======== Data records

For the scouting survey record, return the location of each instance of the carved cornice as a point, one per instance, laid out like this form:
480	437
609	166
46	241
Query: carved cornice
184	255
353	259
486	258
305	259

================

**Problem description**. Set down every entry again, word for word.

**The completed task**.
For the scouting survey record, return the location of each instance of the carved cornice as a point, one per instance, laid out like this form:
480	437
609	166
46	241
Query: carved cornice
184	255
353	259
486	258
305	259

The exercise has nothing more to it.